Given text:
========================

LLM Study Diary #1: Transformer
Source: Dev.to
About Me
I have been working as a software engineer for almost 8 years, mostly backend and infra, including distributed systems, near‑line processing, batch processing, etc. I have some basic knowledge of ML from school but no complicated ML use‑case experience. This series will note what I learn about LLMs as a general software engineer. Feel free to comment if anything seems wrong and leave your questions.
Transformer
A good source to understand each component in the transformer is the Hugging Face blog post Mastering Tensor Dimensions in Transformers.
- Decoder‑only models (GPT family, LLaMA, Claude) are used for generation.
- Encoder‑decoder models (BART, the original “Attention Is All You Need” transformer) handle translation and summarization.
- Encoder‑only models (BERT) are used for classification and embeddings.
Here we focus on decoder‑only LLMs. To summarize the architecture, the transformer block has two main components: Masked Multi‑Head Attention (MMHA) and Feed‑Forward Network (FFN).

Masked Multi‑Head Attention (MMHA)
The attention formula contains query (Q), key (K) and value (V):
\text{Attention}(Q, K, V) = \text{softmax}\!\left(\frac{QK^{\top}}{\sqrt{d_k}}\right) V
- (Q) (Query) – what the current token is looking for.
- (K) (Key) – what each token offers / represents.
- (V) (Value) – the actual content to retrieve.
In the attention weight calculation, the softmax produces weights between (Q) and (K); the weighted sum of the values (V) is then returned.
Training intuition: every token asks a question (produces a (Q)) about every other token (uses their (K/V)), with a causal mask applied.
Inference intuition: only the newest token produces a (Q); it attends to the stored (K/V) from previous tokens.
Q/K/V in Training vs Inference
-
Training: the full sequence is available, so all token positions are processed in parallel. For each transformer layer, (Q), (K) and (V) are computed from the same hidden‑state sequence, and a causal mask prevents attention to future tokens.
-
Inference consists of two phases:
-
Prefill phase – the whole prompt is processed. (Q), (K) and (V) are computed for the prompt tokens; the model caches only the (K/V) pairs for future use. The (Q) vectors are discarded after the forward pass.
-
Decode / generation phase – for each newly generated token, the model computes a fresh (Q) (and its own (K/V)). The new (Q) attends to the cached (K/V) from the prompt and previously generated tokens. The new token’s (K/V) are then appended to the cache.
-
KV Caching in Inference
The same author explains KV caching in KV Caching Explained: Optimizing Transformer Inference Efficiency.
Without caching, (K) and (V) for every past token would have to be recomputed at each generation step—a waste, because they never change. KV caching stores these matrices so that each new step only computes (Q) (and the current token’s (K/V)) and reuses the cached values, dramatically speeding up inference.

========================

Exercise tasks:
1. Answer these from the transformer study diary, one line each:
(a) Which model is named as an example of an encoder-only model?
(b) In the prefill phase, what happens to the Q vectors after the forward pass?
(c) According to the section on KV caching, why would recomputing K and V for every past token be a waste?
2. Please write the next part of the transformer study diary, picking up after its final sentence on KV caching.

========================

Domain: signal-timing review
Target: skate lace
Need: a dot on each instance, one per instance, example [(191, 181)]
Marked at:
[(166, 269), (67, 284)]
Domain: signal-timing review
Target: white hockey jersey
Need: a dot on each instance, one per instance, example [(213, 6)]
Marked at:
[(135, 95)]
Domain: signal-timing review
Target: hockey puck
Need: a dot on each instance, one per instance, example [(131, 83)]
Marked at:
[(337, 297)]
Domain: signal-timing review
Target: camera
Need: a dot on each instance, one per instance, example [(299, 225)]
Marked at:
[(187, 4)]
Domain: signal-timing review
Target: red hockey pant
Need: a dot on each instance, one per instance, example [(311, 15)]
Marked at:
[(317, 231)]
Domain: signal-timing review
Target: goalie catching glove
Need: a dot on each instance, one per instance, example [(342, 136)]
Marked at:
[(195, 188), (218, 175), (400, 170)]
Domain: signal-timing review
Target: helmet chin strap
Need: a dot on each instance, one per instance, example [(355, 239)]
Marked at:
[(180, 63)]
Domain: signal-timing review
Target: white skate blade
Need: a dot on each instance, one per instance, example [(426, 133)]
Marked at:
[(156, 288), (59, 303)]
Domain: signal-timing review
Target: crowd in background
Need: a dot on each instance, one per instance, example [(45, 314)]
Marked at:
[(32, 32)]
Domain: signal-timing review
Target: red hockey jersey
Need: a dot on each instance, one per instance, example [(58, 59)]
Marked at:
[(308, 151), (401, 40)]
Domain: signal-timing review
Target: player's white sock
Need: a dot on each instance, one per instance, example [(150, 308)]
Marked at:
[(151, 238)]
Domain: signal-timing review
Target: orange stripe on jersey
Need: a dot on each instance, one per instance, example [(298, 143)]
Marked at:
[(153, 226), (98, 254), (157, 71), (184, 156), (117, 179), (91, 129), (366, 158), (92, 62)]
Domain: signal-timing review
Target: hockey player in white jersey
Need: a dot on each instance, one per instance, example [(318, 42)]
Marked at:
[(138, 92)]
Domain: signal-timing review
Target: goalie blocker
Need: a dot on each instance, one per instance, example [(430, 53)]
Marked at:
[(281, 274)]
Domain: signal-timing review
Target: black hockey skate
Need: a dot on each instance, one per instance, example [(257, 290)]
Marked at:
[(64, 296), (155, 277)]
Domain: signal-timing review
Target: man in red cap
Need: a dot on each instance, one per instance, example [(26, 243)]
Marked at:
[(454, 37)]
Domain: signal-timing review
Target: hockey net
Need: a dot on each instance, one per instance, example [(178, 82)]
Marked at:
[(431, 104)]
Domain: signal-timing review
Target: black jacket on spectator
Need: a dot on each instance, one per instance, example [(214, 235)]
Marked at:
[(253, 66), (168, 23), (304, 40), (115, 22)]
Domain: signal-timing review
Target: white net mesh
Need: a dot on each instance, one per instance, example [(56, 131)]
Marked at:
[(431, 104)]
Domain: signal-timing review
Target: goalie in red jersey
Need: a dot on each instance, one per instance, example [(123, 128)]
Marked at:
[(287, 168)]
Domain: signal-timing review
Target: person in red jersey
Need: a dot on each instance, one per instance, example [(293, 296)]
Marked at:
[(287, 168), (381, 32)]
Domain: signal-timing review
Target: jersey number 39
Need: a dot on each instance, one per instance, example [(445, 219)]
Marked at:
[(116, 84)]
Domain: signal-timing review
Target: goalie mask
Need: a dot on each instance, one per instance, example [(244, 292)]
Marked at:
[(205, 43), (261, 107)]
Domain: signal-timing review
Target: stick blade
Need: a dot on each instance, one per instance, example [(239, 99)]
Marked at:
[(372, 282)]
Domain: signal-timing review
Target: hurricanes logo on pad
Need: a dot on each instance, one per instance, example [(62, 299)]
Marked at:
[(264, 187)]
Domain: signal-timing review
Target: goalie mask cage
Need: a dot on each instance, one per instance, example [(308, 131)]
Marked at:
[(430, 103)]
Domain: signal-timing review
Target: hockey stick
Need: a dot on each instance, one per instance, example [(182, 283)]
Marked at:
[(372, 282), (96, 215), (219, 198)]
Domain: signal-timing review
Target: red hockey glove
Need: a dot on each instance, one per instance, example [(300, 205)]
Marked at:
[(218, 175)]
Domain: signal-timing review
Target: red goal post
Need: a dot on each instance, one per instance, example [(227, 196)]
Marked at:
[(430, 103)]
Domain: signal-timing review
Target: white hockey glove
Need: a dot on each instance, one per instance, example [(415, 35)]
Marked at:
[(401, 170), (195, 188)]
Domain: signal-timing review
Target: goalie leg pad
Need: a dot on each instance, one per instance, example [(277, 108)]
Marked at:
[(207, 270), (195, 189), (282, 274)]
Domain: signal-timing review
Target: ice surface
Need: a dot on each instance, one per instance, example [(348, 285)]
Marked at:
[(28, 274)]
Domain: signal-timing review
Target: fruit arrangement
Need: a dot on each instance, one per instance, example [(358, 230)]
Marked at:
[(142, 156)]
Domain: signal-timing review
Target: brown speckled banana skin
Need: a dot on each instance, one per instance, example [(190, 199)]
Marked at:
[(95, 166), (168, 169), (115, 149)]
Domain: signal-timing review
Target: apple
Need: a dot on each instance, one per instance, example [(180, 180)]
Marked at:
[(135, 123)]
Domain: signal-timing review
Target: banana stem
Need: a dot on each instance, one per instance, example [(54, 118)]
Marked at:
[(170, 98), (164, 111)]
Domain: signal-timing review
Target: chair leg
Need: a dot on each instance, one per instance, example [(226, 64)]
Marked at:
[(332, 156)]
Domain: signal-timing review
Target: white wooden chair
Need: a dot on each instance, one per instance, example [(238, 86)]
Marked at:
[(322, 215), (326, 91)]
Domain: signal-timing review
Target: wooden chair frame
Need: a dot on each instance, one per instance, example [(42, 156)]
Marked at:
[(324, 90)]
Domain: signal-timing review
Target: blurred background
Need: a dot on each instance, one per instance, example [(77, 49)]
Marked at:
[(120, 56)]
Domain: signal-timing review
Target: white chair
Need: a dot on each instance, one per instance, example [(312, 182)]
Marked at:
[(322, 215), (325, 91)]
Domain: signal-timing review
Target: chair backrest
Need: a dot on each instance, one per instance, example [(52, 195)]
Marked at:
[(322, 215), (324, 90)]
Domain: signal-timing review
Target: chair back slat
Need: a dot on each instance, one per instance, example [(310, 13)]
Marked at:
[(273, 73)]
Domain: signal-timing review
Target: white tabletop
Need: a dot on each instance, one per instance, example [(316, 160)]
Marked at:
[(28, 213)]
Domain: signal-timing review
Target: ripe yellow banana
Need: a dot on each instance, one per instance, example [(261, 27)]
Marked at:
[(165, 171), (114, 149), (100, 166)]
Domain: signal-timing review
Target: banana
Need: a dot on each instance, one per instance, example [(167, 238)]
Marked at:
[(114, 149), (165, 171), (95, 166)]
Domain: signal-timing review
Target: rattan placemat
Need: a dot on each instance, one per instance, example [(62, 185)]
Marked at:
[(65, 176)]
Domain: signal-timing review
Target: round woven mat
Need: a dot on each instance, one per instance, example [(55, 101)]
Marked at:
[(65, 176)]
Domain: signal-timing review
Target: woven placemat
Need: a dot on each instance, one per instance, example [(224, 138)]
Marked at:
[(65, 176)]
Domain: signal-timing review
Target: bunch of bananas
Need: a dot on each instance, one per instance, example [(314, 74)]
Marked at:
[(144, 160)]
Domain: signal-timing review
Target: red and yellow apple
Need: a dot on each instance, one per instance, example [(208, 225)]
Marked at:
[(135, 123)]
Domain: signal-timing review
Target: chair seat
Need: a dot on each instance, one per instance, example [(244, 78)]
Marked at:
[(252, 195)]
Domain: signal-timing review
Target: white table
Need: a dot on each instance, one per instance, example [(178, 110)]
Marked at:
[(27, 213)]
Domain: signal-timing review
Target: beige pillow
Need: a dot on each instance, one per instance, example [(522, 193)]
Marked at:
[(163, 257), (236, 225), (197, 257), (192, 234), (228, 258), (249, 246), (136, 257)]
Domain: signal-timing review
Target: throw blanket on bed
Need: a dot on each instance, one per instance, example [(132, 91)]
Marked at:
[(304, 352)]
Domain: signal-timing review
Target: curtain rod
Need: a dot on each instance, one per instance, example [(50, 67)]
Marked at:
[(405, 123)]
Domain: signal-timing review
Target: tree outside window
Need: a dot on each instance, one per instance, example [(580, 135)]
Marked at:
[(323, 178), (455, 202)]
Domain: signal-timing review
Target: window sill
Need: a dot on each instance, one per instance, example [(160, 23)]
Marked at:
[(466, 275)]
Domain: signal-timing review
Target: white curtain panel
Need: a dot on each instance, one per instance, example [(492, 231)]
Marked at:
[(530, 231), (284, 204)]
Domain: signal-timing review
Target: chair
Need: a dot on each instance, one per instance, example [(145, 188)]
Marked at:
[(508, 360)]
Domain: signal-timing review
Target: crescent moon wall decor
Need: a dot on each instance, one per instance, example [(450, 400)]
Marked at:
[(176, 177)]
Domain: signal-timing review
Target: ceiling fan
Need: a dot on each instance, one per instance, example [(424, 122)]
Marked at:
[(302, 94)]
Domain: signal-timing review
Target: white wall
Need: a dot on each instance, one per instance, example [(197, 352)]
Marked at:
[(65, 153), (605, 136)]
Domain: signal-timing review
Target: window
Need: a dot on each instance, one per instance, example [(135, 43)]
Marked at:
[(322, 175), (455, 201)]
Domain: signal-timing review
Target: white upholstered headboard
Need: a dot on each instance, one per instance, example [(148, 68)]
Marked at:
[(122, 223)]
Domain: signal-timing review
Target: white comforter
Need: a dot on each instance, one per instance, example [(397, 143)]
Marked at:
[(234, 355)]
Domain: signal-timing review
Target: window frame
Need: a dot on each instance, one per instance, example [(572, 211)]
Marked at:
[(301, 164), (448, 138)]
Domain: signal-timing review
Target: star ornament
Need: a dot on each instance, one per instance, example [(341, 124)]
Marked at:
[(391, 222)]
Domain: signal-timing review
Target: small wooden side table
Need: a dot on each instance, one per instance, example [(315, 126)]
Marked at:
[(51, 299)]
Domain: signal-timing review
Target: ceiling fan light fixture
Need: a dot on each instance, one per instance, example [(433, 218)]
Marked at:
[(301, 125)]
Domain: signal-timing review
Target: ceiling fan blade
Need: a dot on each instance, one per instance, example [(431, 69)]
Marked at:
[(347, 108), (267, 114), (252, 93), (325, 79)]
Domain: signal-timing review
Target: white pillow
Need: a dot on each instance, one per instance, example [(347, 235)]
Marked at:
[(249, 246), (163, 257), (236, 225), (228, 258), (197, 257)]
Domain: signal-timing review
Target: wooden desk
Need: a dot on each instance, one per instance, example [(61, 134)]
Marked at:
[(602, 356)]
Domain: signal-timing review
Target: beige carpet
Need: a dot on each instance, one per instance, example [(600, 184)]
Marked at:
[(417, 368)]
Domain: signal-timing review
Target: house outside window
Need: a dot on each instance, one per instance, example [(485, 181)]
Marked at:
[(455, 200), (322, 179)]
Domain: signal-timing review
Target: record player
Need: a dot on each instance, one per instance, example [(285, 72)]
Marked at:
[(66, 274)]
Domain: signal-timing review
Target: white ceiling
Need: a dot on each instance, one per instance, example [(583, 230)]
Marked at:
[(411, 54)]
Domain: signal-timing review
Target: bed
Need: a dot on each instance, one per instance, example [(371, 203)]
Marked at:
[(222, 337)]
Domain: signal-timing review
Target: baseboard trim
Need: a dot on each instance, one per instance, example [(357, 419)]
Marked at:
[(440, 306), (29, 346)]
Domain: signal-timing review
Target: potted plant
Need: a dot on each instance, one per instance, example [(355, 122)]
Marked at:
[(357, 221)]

========================

Activity answers:
1.
(a) BERT.
(b) They are discarded.
(c) Because they never change.

2.
The two inference phases—prefill (parallel processing of the prompt) and decode (autoregressive generation, one token at a time)—drive latency characteristics, batching strategies, and how the KV cache is populated.
Feed‑Forward Network (FFN)
The FFN performs an expand → nonlinearity → contract transformation:
\text{FFN}(x) = \sigma\!\bigl(xW_{1} + b_{1}\bigr)W_{2} + b_{2}
- (W_{1}) – expansion weights (typically 4× the hidden size).
- (W_{2}) – contraction weights (back to the hidden size).
Conceptually:
- Expand – generate many candidate features.
- Activate – apply a non‑linear function (\sigma) (e.g., GELU) to select useful features.
- Contract – compress back into the residual stream.
Target expansion dimension is a hyper‑parameter; the common rule of thumb is a factor of 4, as used in GPT‑3.
Weights vs Hyper‑parameters
The transformer learns (tunes) the following weight matrices:
- Attention projections per head: (W_{Q}), (W_{K}), (W_{V})
- Attention output projection: (W_{O})
- Token + positional embeddings (positional embeddings are learned in models like GPT‑2; rotary embeddings have no learned parameters)
- LayerNorm scale and bias ((\gamma, \beta))
- Final output / unembedding matrix (often tied to the input embedding)
Hyper‑parameters are not learned by gradient descent; they define the network’s shape, e.g., learning rate, batch size, embedding dimension, FFN expansion factor, number of layers, number of attention heads, etc.
Loss Function
The standard next‑token language‑model loss is
L = -\frac{1}{T}\sum_{t=1}^{T}\log P\bigl(x_{t+1}\mid x_{\le t}\bigr)
Back‑propagation pushes gradients from this loss through every layer, updating all learned weights jointly to reduce the error.
Visualization
To see each step with a concrete example, try the interactive tool Transformer‑Explainer.